» **ABOUT THIS TASK**
What is needed is every line of the data that includes the word "brown". Please copy each one.

**********

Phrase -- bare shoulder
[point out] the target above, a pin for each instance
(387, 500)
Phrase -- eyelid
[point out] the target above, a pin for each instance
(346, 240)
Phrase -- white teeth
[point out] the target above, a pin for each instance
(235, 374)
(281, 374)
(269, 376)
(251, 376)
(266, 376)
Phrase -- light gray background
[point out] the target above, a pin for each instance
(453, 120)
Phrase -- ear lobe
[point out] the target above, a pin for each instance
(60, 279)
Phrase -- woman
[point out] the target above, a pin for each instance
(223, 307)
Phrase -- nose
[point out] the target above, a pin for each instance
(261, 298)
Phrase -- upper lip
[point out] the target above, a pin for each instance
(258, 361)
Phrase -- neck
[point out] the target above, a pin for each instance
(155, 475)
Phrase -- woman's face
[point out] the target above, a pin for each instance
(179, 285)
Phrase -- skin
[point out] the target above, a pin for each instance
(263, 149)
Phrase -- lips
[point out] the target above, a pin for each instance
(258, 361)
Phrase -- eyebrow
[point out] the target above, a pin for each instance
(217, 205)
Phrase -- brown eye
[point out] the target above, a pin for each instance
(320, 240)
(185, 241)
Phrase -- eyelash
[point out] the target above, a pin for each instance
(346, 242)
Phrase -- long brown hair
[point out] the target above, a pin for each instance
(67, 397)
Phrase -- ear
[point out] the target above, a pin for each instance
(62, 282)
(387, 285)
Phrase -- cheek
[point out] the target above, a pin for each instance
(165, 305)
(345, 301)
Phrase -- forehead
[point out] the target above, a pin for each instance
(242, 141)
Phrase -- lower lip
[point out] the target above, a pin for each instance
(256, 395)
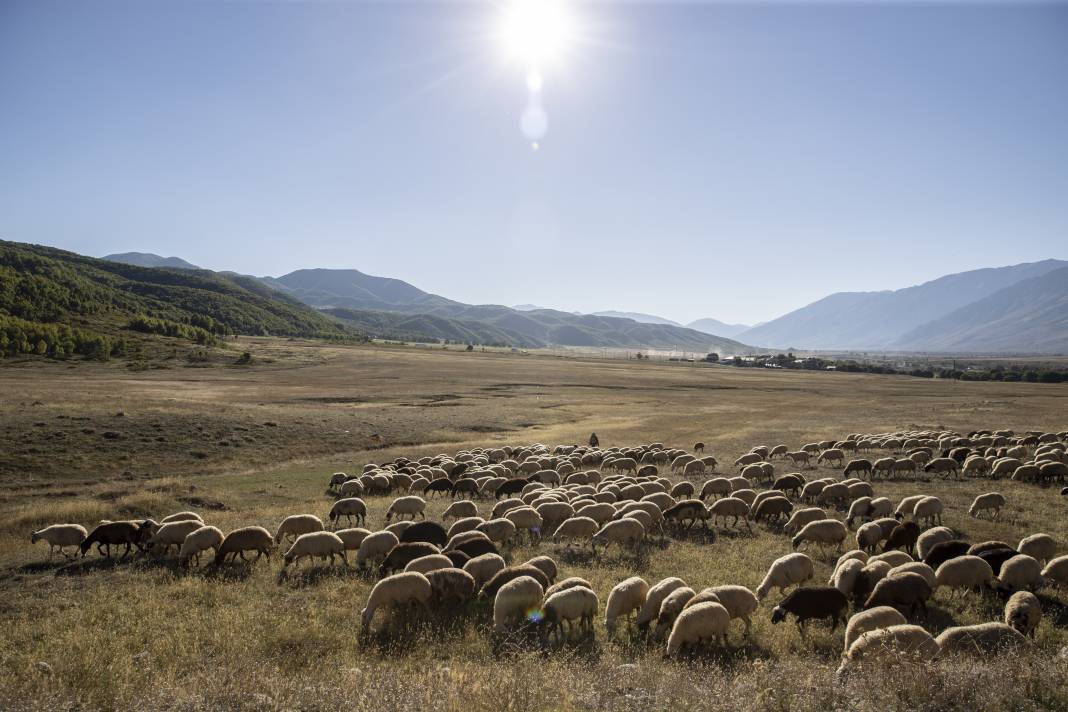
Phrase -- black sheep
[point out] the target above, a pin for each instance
(809, 602)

**********

» **REPLY TO THE TASK**
Phrase -- brown eye
Phrase -- long brown hair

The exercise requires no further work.